* [Task details]: Return, word for word, only the lines of the data below that lie between the line with "Give x and y" and the line with "<point>685,478</point>", those two lines included.

* [Provided material]:
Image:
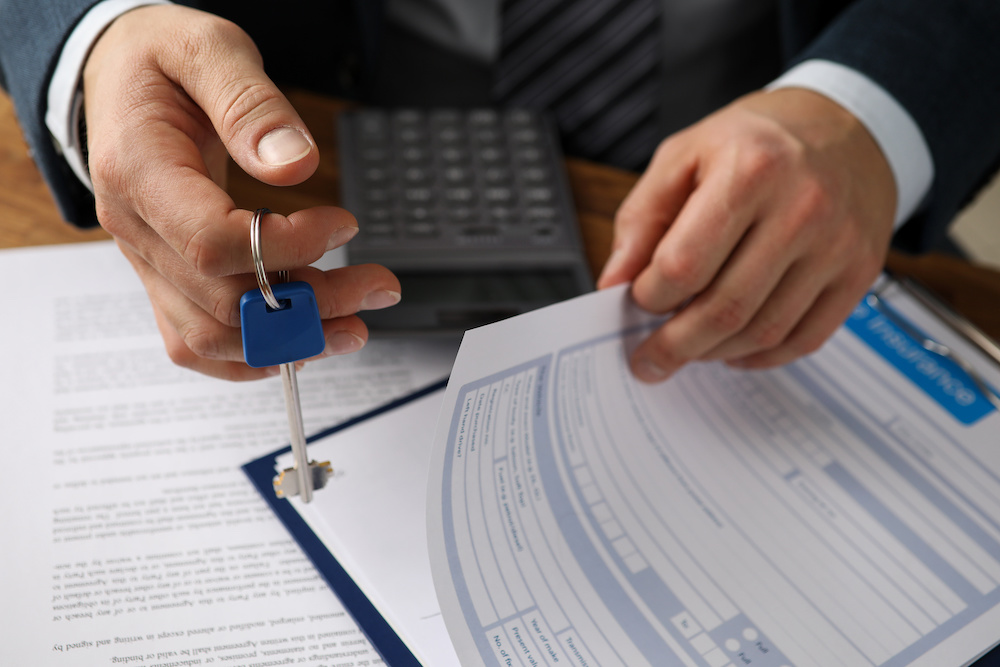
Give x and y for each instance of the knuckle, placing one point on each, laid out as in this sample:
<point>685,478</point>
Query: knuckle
<point>243,104</point>
<point>768,335</point>
<point>223,307</point>
<point>203,251</point>
<point>681,270</point>
<point>180,354</point>
<point>201,341</point>
<point>727,314</point>
<point>804,345</point>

* [Task result]:
Give x and y for each instance of the knuckle, placing one point on each, laid out as in this sample:
<point>685,478</point>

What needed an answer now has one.